Records excerpted from a collection
----------

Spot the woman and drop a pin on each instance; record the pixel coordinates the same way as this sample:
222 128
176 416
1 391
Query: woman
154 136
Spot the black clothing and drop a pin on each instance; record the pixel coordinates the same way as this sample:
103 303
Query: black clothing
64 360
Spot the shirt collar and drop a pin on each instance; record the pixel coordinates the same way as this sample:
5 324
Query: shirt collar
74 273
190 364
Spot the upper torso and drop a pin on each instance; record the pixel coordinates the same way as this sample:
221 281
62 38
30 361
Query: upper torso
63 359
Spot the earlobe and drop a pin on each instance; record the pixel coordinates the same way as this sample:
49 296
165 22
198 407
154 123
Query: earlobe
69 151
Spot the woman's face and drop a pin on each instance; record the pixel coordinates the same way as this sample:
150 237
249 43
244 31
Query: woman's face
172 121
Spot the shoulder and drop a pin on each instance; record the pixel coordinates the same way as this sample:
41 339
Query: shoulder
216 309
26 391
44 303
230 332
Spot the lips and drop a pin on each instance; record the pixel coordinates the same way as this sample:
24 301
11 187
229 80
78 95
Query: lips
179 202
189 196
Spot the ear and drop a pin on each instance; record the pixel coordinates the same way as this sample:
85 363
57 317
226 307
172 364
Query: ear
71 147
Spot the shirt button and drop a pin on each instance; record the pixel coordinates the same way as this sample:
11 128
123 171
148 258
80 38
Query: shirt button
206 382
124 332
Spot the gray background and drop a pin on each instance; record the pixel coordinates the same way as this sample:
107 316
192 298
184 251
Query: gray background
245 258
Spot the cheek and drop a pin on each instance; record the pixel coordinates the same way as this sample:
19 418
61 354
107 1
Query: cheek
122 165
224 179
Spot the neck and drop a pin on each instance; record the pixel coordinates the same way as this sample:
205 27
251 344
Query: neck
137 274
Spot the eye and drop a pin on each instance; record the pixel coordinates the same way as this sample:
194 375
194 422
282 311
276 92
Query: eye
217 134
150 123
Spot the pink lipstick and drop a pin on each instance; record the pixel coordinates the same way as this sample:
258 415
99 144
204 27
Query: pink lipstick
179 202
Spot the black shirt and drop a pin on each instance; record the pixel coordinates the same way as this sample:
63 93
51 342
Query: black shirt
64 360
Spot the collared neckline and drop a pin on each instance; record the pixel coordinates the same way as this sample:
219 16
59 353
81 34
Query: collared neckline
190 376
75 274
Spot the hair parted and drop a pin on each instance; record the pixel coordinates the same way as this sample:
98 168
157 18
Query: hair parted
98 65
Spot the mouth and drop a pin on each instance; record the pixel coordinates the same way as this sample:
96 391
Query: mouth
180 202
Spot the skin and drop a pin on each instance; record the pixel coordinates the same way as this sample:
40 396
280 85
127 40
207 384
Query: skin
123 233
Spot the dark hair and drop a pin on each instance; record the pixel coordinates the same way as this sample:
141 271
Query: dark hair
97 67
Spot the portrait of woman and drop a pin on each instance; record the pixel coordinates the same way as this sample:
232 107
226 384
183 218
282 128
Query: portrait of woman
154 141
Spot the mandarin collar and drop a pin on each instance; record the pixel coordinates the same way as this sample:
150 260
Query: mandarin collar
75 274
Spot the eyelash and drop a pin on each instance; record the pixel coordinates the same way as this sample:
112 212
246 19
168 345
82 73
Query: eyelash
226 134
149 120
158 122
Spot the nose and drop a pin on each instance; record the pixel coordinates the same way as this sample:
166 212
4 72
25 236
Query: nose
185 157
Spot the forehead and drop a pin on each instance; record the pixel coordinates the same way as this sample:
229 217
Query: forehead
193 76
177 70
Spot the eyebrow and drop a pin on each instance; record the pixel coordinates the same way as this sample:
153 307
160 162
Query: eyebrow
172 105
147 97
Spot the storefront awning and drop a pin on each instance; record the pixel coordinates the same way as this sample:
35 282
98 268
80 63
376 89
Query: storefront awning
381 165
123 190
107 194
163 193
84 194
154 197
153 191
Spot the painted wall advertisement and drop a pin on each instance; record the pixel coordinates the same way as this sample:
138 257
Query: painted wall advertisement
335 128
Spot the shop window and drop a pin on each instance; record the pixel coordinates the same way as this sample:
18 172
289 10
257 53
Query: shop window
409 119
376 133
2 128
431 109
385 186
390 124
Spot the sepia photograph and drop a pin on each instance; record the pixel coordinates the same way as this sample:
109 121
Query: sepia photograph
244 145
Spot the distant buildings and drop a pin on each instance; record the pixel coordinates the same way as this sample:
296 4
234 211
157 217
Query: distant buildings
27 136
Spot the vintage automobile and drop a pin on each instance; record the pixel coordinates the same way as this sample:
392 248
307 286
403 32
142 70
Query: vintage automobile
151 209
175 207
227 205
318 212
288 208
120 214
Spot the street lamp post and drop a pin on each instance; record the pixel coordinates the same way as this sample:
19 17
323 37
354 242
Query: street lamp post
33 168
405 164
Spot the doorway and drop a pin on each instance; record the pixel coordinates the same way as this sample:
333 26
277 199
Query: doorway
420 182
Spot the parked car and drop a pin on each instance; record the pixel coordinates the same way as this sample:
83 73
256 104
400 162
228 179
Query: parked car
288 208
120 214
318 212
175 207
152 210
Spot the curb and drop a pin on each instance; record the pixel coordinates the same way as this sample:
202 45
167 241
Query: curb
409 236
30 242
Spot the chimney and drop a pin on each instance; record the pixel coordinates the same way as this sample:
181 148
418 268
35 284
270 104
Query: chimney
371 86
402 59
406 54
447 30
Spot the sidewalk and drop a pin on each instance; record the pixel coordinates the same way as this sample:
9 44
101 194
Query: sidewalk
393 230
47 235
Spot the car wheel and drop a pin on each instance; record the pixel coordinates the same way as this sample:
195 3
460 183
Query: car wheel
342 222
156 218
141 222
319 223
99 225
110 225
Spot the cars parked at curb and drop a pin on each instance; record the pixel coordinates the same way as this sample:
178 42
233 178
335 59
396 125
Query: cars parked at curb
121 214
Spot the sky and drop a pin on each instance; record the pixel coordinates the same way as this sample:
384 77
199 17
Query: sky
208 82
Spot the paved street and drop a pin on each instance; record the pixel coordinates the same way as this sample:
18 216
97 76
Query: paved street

----------

#### EXERCISE REQUIREMENTS
All the records, from start to finish, are to be repeated exactly.

#### EXERCISE RESULT
Spot the woman and drop a pin on each instance; record the pixel coordinates the same way as this sample:
222 128
176 416
1 391
Query: woman
154 136
Spot the black clothing and drop a pin on each instance; record the pixel coordinates the same way as this sample:
103 303
Query: black clothing
64 360
Spot the shirt collar and drop a pin on each instance; record the pixel coordinates the same way as this sample:
5 324
Query: shirt collar
74 273
190 364
Spot the upper torso and drop a pin on each instance; record the pixel coordinates the same way as this sample:
221 281
62 38
30 361
Query: upper torso
63 359
Spot the earlobe and drop a pin on each instance; record the pixel coordinates the same way as this sample:
49 296
165 22
198 407
154 123
Query: earlobe
69 151
Spot the woman's face and drop a pin on each instance; record the pixel coordinates the same way as this sample:
150 237
249 43
244 31
Query: woman's face
172 121
Spot the shoulder and drop a pin on each instance; record the pixel coordinates the same way as this sample:
41 339
Query: shoulder
216 309
26 391
44 303
230 332
Spot the lips and drop a pin on each instance; record the pixel coordinates the same way as this sample:
24 301
11 187
229 80
78 95
Query: lips
179 202
189 196
Spot the ear and drop a pin on each instance; record the pixel coordinates the same way as this sample:
85 363
57 317
226 307
172 364
Query: ear
71 147
Spot the shirt button and drop a pin on each instance; record the pixel coordinates the same way as this sample:
11 128
123 171
148 258
80 38
Query: shirt button
206 382
124 332
Spot the gray background and drop a pin on each instance; record the pixel coordinates the same way as this sample:
107 316
192 298
184 251
Query: gray background
245 258
Spot the cheek and drop a pin on each instance; record the pixel coordinates the same way as this sample:
19 418
61 354
107 1
Query: cheek
122 165
224 179
Spot the neck and drop a pin on each instance; record the pixel coordinates the same way as this sample:
205 27
251 344
Query: neck
137 274
Spot the eye and drop a pin on each instance; record the pixel coordinates the same way as this sample:
194 375
194 422
282 311
276 92
Query: eye
217 134
150 123
Spot the pink lipstick and drop a pin on each instance; record the pixel coordinates the same way as this sample:
258 415
99 144
204 27
Query: pink lipstick
179 202
Spot the black shirt and drop a pin on each instance; record the pixel coordinates the same way as this sample:
63 93
51 342
Query: black shirt
64 360
Spot the collared neckline and drop a pin on each instance; record the pixel coordinates the same way as this sample:
219 16
59 353
81 34
Query: collared neckline
190 376
75 274
Spot the hair parted and drop a pin on each instance; record the pixel coordinates the same way as this sample:
98 168
157 18
Query: hair parted
98 65
Spot the mouth and drop a pin on each instance; record the pixel coordinates the same way as this sample:
96 391
Query: mouth
180 202
Spot the skin and drop a pin on each instance; record the pixel coordinates the same way as this sample:
40 396
280 85
127 40
207 384
Query: skin
123 233
Spot the dark hair and drop a pin on each instance; record the pixel coordinates the same way as this sample:
141 271
Query: dark hair
97 67
Spot the portrait of woman and drop a pin on each instance; record the pixel coordinates the same way as this sample:
232 107
226 384
183 218
282 128
Query: portrait of woman
154 141
Spot the mandarin collar and drop a pin on each instance; record the pixel coordinates the same way as this sample:
150 260
Query: mandarin collar
75 274
Spot the eyelash and drop a pin on each instance; record the pixel coordinates the same way as this sample:
112 212
246 19
168 345
82 73
Query: eyelash
226 134
149 120
158 122
Spot the nose and drop a pin on each instance; record the pixel coordinates the same way as this sample:
166 212
4 72
25 236
Query: nose
185 157
Spot the forehead and drop a pin on each instance; record the pixel coordinates the same way as this sample:
229 217
Query: forehead
193 76
177 70
Spot the eyebrow and drop a pin on each instance; record the pixel coordinates the same way as this sample:
153 307
160 162
Query: eyebrow
172 105
147 97
Spot the storefront awning and drop a pin on each instance; record the pixel coordinates the same way as this sample:
35 282
98 268
80 63
376 89
Query: storefront awning
381 165
123 190
107 194
163 193
84 194
154 197
153 191
Spot the painted wall advertisement and drop a pin on each instance; record the pixel coordinates the same way as this sample:
138 257
Query: painted wall advertisement
335 128
Spot the shop window and drop a pin on each instance; record the pixel coordinates the same way as this sample:
18 172
289 10
257 53
Query: shop window
409 119
376 133
2 128
431 109
385 186
390 124
Spot the sepia photograph and drop a pin on each instance; record the pixel coordinates the same way as this sample:
109 121
Query: sepia photograph
244 145
Spot the distant buildings and drop a pin on each instance; record the pixel coordinates the same way as this sample:
296 4
234 211
157 217
Query: distant buildings
27 136
Spot the vintage automobile and drop a pin on each instance; record the pixel coordinates the same way as this sample:
392 248
307 286
403 32
142 70
Query: vintage automobile
151 209
175 207
227 205
318 212
288 208
120 214
Spot the street lamp post and drop a pin on each instance; record the pixel coordinates the same way as this sample:
19 17
323 37
354 242
Query: street lamp post
33 168
405 164
Spot the doorway and drop a pin on each instance; record the pixel coordinates the same way as this sample:
333 26
277 199
Query: doorway
420 182
Spot the parked car and drop a pin on each instance; record the pixel coordinates the same way as this sample:
83 73
256 104
400 162
228 179
Query: parked car
288 208
120 214
318 212
175 207
152 210
Spot the curb and drop a pin on each instance; record the pixel coordinates the same way as this sample:
202 45
167 241
Query: curb
409 236
30 242
Spot the chimney and drop a pin on each instance; record the pixel coordinates the same way as this sample:
181 148
418 268
35 284
270 104
Query: chimney
371 86
402 59
406 54
447 30
Spot the sidewalk and drop a pin on each instance; record the pixel coordinates the same way as this sample:
9 44
101 194
Query: sidewalk
393 230
47 235
Spot the car wheel and drop a pin on each instance; record the pixel coordinates the same way as this sample:
195 3
460 183
Query: car wheel
342 222
156 218
141 222
319 223
99 225
110 225
Spot the cars parked at curb and drop a pin on each instance; record the pixel coordinates the same way as this sample:
178 42
233 178
335 59
396 125
Query: cars parked at curb
121 214
Spot the sky and drop a pin on each instance; record the pixel coordinates the same way as this sample:
384 77
199 17
Query: sky
208 82
Spot the paved street and drop a pin on each instance; record the pixel coordinates the same way as this sample:
18 216
97 76
Query: paved street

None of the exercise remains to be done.